DATA ROWS >>
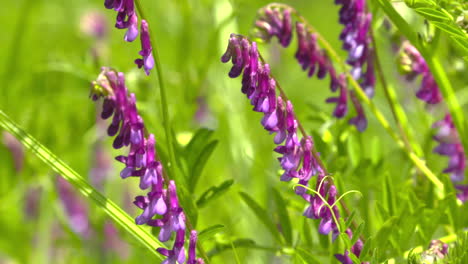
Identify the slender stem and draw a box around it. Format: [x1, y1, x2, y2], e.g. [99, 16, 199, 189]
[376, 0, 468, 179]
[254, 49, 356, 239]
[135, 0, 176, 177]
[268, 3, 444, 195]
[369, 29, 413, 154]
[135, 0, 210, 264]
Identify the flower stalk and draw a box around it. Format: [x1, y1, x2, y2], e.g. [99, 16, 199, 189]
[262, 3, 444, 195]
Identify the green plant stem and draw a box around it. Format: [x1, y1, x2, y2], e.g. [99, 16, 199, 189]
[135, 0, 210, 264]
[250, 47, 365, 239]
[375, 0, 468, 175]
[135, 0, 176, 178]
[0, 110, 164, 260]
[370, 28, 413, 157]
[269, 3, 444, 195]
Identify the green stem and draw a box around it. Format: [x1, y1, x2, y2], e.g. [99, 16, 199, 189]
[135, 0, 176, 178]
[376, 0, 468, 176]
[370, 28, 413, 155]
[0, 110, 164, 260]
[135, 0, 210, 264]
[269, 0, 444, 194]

--

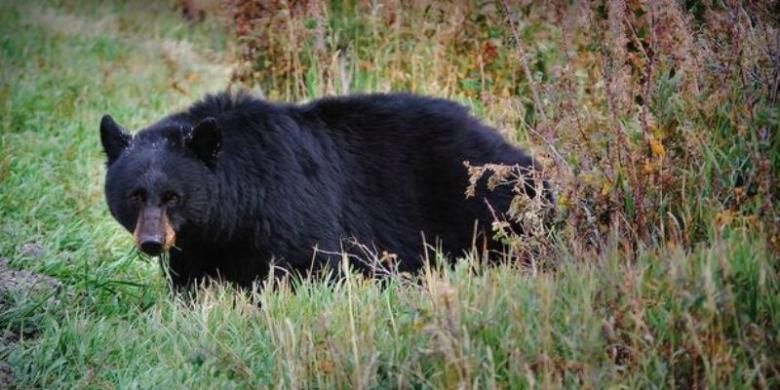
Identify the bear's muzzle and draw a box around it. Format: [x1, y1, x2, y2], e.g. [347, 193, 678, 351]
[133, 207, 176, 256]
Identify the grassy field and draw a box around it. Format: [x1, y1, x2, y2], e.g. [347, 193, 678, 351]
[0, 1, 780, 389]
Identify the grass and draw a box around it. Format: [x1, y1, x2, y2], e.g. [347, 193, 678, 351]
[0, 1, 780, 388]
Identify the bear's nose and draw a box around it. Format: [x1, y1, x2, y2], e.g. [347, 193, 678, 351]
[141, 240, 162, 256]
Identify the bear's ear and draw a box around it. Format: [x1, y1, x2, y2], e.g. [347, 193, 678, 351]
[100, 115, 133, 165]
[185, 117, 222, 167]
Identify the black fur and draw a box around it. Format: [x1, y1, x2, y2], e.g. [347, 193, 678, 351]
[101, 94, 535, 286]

GOAL OF THE EXERCISE >>
Copy the lines of the material word for word, starting at the line that contains "Identify the bear's nose" and ending at the line that contains "[101, 94, 535, 286]", with both of those lines included.

PROBLEM SOLUTION >>
Identify the bear's nose and draw a box around it. Format: [x1, y1, x2, y2], e.g. [347, 193, 678, 351]
[141, 240, 162, 256]
Identify the bear's ear and draw a box around it. Format: [x1, y1, x2, y2], e.g. [347, 193, 678, 351]
[100, 115, 133, 165]
[185, 117, 222, 167]
Identify the black fur and draw a box around it. Format: [x1, y1, x2, y2], e.g. [347, 193, 678, 351]
[101, 94, 535, 286]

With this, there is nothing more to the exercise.